## Task material
####

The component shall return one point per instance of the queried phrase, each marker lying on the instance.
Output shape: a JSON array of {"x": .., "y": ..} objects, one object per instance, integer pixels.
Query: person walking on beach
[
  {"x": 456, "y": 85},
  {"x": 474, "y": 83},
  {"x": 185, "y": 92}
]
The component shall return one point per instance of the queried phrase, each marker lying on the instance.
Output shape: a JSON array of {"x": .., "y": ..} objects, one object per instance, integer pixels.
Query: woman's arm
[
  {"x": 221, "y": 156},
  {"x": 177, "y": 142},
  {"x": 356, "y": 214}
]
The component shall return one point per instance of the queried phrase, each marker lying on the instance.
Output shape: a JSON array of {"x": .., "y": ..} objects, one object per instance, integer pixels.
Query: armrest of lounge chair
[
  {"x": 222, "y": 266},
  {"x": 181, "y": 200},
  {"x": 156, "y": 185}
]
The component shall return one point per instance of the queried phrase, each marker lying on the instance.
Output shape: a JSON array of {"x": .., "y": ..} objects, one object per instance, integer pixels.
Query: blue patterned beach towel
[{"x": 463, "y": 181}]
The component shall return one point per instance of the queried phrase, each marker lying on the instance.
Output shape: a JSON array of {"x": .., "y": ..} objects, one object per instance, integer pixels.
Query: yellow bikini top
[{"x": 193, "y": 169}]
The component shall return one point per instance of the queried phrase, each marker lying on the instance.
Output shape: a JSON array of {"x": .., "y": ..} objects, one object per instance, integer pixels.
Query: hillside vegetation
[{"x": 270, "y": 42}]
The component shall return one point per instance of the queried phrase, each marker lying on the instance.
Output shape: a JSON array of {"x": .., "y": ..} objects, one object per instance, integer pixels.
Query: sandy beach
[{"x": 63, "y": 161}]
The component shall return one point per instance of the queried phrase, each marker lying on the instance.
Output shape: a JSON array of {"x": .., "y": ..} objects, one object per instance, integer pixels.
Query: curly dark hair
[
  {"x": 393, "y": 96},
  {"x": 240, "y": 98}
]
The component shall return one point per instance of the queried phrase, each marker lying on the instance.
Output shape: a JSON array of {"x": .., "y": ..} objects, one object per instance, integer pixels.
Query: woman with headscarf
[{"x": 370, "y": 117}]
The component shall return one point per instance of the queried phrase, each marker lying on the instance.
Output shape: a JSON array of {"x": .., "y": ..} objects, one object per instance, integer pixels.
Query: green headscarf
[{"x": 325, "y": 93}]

####

Exact copies of all the records are required.

The component shall return one point per instance of the queried phrase, each marker lying on the instance.
Output shape: a JSON array of {"x": .., "y": ..} objects, one object per instance, integer pixels.
Query: person walking on beach
[
  {"x": 456, "y": 85},
  {"x": 474, "y": 83},
  {"x": 185, "y": 92}
]
The component shall return one point per instance of the queried phrase, each marker lying on the instance.
Output shape: a JSON array of {"x": .., "y": ..} objects, one object per instance, integer pixels.
Query: woman's arm
[
  {"x": 221, "y": 156},
  {"x": 177, "y": 142},
  {"x": 356, "y": 214}
]
The component shall return one point per instance of the queried phrase, each marker lying on the instance.
Output shape: a JSON array of {"x": .., "y": ..} objects, one object per instance, integer pixels.
Query: armrest of lounge chair
[
  {"x": 222, "y": 266},
  {"x": 181, "y": 200},
  {"x": 156, "y": 185}
]
The component shall return one point per instance of the queried phrase, each marker lying on the instance.
Output shape: a JSON array of {"x": .., "y": ..} objects, one object per instance, integer pixels.
Query: blue patterned beach towel
[{"x": 463, "y": 181}]
The component shall return one point per instance of the queried phrase, each marker lying on the instance.
Output shape: a JSON array of {"x": .., "y": ..} objects, one object per instance, integer pixels.
Query: yellow bikini top
[{"x": 193, "y": 169}]
The component shall return one point per instance of the queried phrase, each marker lying on the instance.
Output shape: a JSON array of {"x": .., "y": ..} objects, one object per instance, integer pixels.
Query: hillside vegetation
[{"x": 270, "y": 42}]
The component shall return one point per instance of the queried phrase, each marker lying on the instance.
Output shape: a JSON array of {"x": .., "y": ..} objects, one object per instance, integer pixels.
Query: sandy beach
[{"x": 63, "y": 161}]
The component shall return one point per instance of the queried phrase, each marker lying on the instance.
Output shape: a JSON array of {"x": .., "y": ..} objects, one object per instance, integer pixels.
Query: curly dark hair
[
  {"x": 393, "y": 96},
  {"x": 240, "y": 98}
]
The component shall return one point per instance of the queried phrase, each marker lying on the instance.
Output shape: a JSON array of {"x": .., "y": ..} objects, one object per instance, integer pixels.
Query: woman with headscarf
[{"x": 370, "y": 117}]
The component shall return one point per instance of the queried phrase, each marker lying on the instance.
Output shape: a JSON array of {"x": .., "y": ..} objects, one object per instance, integer pixels.
Query: green headscarf
[{"x": 325, "y": 93}]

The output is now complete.